- PROBLEM TO WORK ON
Each line in the listing is to be restated exactly.

:::::

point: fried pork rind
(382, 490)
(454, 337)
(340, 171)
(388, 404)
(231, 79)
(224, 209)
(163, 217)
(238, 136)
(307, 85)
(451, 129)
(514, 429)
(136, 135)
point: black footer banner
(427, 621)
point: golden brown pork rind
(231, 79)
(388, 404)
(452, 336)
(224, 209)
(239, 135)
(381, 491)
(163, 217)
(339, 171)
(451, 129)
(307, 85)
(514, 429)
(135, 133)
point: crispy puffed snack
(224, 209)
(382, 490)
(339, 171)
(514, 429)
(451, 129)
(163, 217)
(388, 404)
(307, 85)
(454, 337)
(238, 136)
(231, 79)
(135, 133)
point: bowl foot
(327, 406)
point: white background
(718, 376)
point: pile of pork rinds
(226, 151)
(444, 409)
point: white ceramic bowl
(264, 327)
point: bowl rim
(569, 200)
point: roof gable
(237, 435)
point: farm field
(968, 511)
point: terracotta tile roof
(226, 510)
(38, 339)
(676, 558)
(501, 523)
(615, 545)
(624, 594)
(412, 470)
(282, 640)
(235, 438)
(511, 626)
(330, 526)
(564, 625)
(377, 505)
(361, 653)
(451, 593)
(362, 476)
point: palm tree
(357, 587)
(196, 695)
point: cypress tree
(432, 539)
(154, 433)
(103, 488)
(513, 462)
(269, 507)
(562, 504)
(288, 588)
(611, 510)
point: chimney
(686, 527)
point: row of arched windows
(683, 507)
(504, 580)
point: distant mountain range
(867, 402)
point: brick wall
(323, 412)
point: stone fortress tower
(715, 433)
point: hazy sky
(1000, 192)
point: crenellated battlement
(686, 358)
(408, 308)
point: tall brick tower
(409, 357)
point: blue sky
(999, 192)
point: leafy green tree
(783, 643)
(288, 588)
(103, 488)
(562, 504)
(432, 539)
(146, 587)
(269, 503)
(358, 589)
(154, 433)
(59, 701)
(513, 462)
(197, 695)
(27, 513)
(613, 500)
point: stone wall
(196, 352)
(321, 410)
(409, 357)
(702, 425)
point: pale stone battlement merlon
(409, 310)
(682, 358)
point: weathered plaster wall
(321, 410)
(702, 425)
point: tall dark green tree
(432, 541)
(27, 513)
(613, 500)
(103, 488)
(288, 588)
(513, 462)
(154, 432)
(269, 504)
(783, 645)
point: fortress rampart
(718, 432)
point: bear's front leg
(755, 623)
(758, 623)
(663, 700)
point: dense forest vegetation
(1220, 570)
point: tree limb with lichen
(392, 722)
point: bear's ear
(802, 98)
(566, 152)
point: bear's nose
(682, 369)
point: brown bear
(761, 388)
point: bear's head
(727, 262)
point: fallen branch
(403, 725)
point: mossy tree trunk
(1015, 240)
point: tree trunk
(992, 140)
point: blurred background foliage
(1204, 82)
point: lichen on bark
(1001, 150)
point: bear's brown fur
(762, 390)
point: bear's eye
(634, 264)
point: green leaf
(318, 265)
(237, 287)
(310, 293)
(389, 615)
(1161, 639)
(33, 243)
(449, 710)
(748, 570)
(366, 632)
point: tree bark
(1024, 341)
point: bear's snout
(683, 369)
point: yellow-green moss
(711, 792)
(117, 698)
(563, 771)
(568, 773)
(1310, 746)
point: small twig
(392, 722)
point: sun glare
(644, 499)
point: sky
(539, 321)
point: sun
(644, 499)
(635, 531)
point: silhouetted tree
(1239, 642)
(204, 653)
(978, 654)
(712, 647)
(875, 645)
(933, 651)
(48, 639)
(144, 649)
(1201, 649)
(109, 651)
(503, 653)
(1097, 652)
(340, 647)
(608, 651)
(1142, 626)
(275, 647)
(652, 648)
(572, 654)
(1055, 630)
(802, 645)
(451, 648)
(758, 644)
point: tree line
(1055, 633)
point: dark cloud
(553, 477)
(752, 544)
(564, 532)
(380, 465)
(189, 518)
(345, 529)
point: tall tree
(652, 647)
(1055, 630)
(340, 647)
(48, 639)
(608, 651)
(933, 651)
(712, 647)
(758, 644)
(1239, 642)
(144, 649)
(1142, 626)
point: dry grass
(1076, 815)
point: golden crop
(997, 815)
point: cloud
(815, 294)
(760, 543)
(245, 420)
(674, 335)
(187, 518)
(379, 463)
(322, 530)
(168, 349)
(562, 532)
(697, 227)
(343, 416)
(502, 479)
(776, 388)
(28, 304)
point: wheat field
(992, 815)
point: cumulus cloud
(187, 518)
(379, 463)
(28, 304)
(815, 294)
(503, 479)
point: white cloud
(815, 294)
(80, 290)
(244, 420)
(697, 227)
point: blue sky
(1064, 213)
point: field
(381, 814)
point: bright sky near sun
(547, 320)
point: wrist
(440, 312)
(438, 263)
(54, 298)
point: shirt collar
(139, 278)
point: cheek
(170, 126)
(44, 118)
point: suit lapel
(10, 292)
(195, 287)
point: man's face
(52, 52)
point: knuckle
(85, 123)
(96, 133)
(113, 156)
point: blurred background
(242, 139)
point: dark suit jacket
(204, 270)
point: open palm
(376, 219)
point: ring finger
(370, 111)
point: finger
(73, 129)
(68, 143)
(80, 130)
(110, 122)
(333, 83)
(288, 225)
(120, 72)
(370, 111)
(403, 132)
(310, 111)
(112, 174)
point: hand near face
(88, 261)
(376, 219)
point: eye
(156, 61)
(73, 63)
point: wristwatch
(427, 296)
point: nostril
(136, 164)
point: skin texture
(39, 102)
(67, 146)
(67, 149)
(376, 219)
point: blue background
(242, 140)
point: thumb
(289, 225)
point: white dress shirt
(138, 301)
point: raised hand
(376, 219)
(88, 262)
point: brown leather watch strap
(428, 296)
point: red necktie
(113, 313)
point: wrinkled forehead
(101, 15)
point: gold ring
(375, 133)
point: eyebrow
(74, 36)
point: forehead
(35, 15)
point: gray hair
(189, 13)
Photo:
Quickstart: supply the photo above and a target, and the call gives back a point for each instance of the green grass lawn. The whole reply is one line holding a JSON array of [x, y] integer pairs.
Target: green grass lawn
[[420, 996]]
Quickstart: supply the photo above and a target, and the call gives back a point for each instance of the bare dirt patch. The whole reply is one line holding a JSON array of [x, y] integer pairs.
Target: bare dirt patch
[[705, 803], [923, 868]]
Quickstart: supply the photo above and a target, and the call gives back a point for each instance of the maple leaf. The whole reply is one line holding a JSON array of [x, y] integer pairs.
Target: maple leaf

:::::

- YOUR RESPONSE
point: fried pork rind
(382, 490)
(454, 337)
(340, 171)
(388, 404)
(231, 79)
(224, 209)
(163, 217)
(238, 136)
(307, 85)
(451, 129)
(514, 429)
(136, 135)
point: black footer banner
(427, 621)
point: golden brown pork rind
(231, 79)
(388, 404)
(452, 336)
(224, 209)
(239, 135)
(381, 491)
(163, 217)
(339, 171)
(451, 129)
(307, 85)
(514, 429)
(135, 133)
point: crispy puffed snack
(224, 209)
(382, 490)
(339, 171)
(514, 429)
(451, 129)
(163, 217)
(388, 404)
(307, 85)
(454, 337)
(238, 136)
(231, 79)
(135, 133)
point: bowl foot
(327, 406)
point: white background
(718, 376)
point: pile of pork rinds
(226, 151)
(444, 409)
point: white ceramic bowl
(264, 327)
point: bowl rim
(569, 200)
point: roof gable
(237, 435)
point: farm field
(968, 511)
point: terracotta tile roof
(226, 510)
(38, 339)
(676, 558)
(501, 523)
(615, 545)
(624, 594)
(412, 470)
(282, 640)
(235, 438)
(511, 626)
(330, 526)
(564, 625)
(377, 505)
(361, 653)
(451, 593)
(362, 476)
point: palm tree
(357, 587)
(196, 695)
point: cypress tree
(432, 539)
(154, 433)
(103, 488)
(513, 462)
(269, 507)
(562, 504)
(288, 588)
(611, 510)
point: chimney
(686, 527)
point: row of arched windows
(683, 507)
(504, 580)
point: distant mountain range
(867, 402)
point: brick wall
(323, 412)
point: stone fortress tower
(715, 433)
point: hazy sky
(1000, 192)
point: crenellated battlement
(686, 358)
(408, 308)
point: tall brick tower
(409, 357)
point: blue sky
(999, 192)
point: leafy green tree
(783, 643)
(288, 588)
(103, 488)
(562, 504)
(432, 539)
(146, 587)
(269, 503)
(358, 589)
(154, 433)
(59, 701)
(513, 462)
(197, 695)
(27, 513)
(613, 500)
point: stone wall
(196, 352)
(321, 410)
(409, 357)
(702, 425)
point: pale stone battlement merlon
(409, 310)
(682, 358)
point: weathered plaster wall
(321, 410)
(702, 425)
point: tall dark green tree
(432, 541)
(27, 513)
(613, 500)
(103, 488)
(288, 588)
(513, 462)
(154, 432)
(269, 504)
(783, 645)
point: fortress rampart
(718, 432)
point: bear's front leg
(755, 623)
(758, 623)
(663, 700)
point: dense forest vegetation
(1220, 570)
point: tree limb with lichen
(392, 722)
point: bear's ear
(802, 98)
(566, 152)
point: bear's nose
(682, 369)
point: brown bear
(761, 388)
point: bear's head
(727, 262)
point: fallen branch
(403, 725)
point: mossy tree trunk
(1015, 240)
point: tree trunk
(992, 140)
point: blurred background foliage
(1204, 82)
point: lichen on bark
(1001, 150)
point: bear's brown fur
(762, 390)
point: bear's eye
(634, 264)
point: green leaf
(318, 265)
(237, 287)
(310, 293)
(389, 615)
(1161, 639)
(33, 243)
(449, 710)
(748, 570)
(366, 632)
point: tree bark
(1024, 341)
point: bear's snout
(683, 369)
point: yellow-green moss
(711, 792)
(117, 698)
(563, 771)
(568, 773)
(1310, 746)
point: small twig
(392, 722)
point: sun glare
(644, 499)
point: sky
(539, 321)
point: sun
(644, 499)
(635, 531)
point: silhouetted tree
(1239, 642)
(204, 653)
(978, 654)
(712, 647)
(875, 645)
(933, 651)
(48, 639)
(144, 649)
(1201, 649)
(109, 651)
(503, 653)
(1097, 652)
(340, 647)
(608, 651)
(1142, 626)
(275, 647)
(652, 648)
(572, 654)
(1055, 630)
(802, 645)
(451, 648)
(758, 644)
point: tree line
(1055, 633)
point: dark cloud
(553, 477)
(752, 544)
(564, 532)
(380, 465)
(189, 518)
(345, 529)
point: tall tree
(652, 647)
(1055, 630)
(340, 647)
(48, 639)
(608, 651)
(933, 651)
(712, 647)
(758, 644)
(1239, 642)
(144, 649)
(1142, 626)
point: dry grass
(1076, 815)
point: golden crop
(997, 815)
point: cloud
(815, 294)
(760, 543)
(245, 420)
(674, 335)
(187, 518)
(379, 463)
(322, 530)
(168, 349)
(562, 532)
(697, 227)
(343, 416)
(502, 479)
(776, 388)
(28, 304)
point: wheat field
(992, 815)
point: cumulus cloud
(187, 518)
(379, 463)
(28, 304)
(815, 294)
(503, 479)
point: white cloud
(815, 294)
(80, 290)
(244, 420)
(697, 227)
point: blue sky
(1064, 213)
point: field
(381, 814)
point: bright sky near sun
(547, 320)
point: wrist
(440, 312)
(438, 263)
(54, 298)
point: shirt collar
(139, 278)
point: cheek
(170, 126)
(44, 118)
point: suit lapel
(10, 292)
(195, 287)
point: man's face
(52, 52)
point: knuckle
(85, 123)
(96, 133)
(113, 156)
point: blurred background
(242, 139)
point: dark suit jacket
(204, 270)
point: open palm
(376, 219)
point: ring finger
(370, 111)
point: finger
(73, 129)
(68, 143)
(80, 130)
(110, 122)
(333, 83)
(288, 225)
(120, 72)
(370, 111)
(403, 132)
(310, 111)
(112, 174)
point: hand near face
(88, 261)
(376, 219)
point: eye
(156, 61)
(73, 63)
point: wristwatch
(427, 296)
point: nostril
(136, 164)
point: skin texture
(39, 102)
(67, 146)
(67, 149)
(376, 219)
point: blue background
(242, 140)
point: thumb
(289, 225)
point: white dress shirt
(138, 301)
point: raised hand
(376, 219)
(88, 262)
point: brown leather watch strap
(428, 296)
point: red necktie
(113, 313)
point: wrinkled forehead
(101, 15)
point: gold ring
(375, 133)
point: eyebrow
(74, 36)
point: forehead
(35, 15)
point: gray hair
(189, 13)
Photo:
Quickstart: supply the photo above and a target, and the call gives back a point for each instance of the green grass lawn. The whole reply is one line holding a JSON array of [x, y] integer pairs.
Target: green grass lawn
[[420, 996]]
Quickstart: supply the photo above and a target, and the call gives back a point for each instance of the bare dirt patch. The whole reply is one line holding a JSON array of [x, y] integer pairs.
Target: bare dirt patch
[[705, 803], [923, 868]]
Quickstart: supply the photo above and a target, and the call gives back a point for each instance of the maple leaf. The whole reply is one line holding a JSON array of [x, y] integer pairs.
Target: maple leaf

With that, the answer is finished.